== PROBLEM DETAILS ==
What is the number of lines in these entries that include "stage"? Write that number and no other text.
THE DATA START
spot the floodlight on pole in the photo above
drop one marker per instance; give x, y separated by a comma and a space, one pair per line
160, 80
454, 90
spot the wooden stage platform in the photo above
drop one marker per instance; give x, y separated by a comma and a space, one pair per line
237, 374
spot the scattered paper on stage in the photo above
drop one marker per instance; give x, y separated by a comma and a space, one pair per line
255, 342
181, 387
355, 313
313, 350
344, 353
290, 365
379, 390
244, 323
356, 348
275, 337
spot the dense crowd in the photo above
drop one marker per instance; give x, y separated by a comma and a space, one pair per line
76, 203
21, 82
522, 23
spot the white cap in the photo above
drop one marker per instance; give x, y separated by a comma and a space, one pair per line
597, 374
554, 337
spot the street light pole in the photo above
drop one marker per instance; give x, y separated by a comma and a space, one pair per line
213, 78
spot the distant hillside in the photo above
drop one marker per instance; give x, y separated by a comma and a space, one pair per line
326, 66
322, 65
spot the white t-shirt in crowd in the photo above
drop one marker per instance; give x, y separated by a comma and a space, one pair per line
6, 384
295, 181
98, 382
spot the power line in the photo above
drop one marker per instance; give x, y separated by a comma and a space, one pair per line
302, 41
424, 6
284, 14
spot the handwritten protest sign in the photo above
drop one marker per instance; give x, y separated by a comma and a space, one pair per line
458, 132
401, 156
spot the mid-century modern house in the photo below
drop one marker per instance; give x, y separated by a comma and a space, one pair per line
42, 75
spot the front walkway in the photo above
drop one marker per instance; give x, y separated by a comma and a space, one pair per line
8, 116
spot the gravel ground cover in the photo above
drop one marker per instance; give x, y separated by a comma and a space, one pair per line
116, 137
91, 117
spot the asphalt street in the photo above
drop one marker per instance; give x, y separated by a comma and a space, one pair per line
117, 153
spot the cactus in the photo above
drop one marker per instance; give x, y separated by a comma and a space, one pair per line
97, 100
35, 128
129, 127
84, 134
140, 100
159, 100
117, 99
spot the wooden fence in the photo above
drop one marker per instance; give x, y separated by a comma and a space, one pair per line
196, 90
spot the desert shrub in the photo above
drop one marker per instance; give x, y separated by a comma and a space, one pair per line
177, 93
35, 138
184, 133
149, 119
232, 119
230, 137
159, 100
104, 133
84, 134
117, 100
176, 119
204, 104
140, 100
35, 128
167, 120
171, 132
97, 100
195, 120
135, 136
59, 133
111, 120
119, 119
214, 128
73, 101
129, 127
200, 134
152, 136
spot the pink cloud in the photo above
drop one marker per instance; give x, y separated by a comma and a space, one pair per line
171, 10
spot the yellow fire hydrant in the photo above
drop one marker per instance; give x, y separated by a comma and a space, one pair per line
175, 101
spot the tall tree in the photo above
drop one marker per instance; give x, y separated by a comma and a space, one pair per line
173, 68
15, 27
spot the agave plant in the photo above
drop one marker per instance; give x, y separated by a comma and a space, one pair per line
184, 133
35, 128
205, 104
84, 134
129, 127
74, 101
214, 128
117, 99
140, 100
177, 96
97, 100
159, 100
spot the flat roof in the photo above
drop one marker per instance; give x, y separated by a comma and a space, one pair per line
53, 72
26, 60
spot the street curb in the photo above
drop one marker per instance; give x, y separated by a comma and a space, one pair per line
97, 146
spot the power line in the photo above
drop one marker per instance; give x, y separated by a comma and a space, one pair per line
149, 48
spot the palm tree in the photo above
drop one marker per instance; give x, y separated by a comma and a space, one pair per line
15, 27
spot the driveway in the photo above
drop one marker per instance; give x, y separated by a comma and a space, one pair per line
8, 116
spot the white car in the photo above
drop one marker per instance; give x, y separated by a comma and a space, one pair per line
THE DATA END
== SOLUTION TO THE PROBLEM ==
2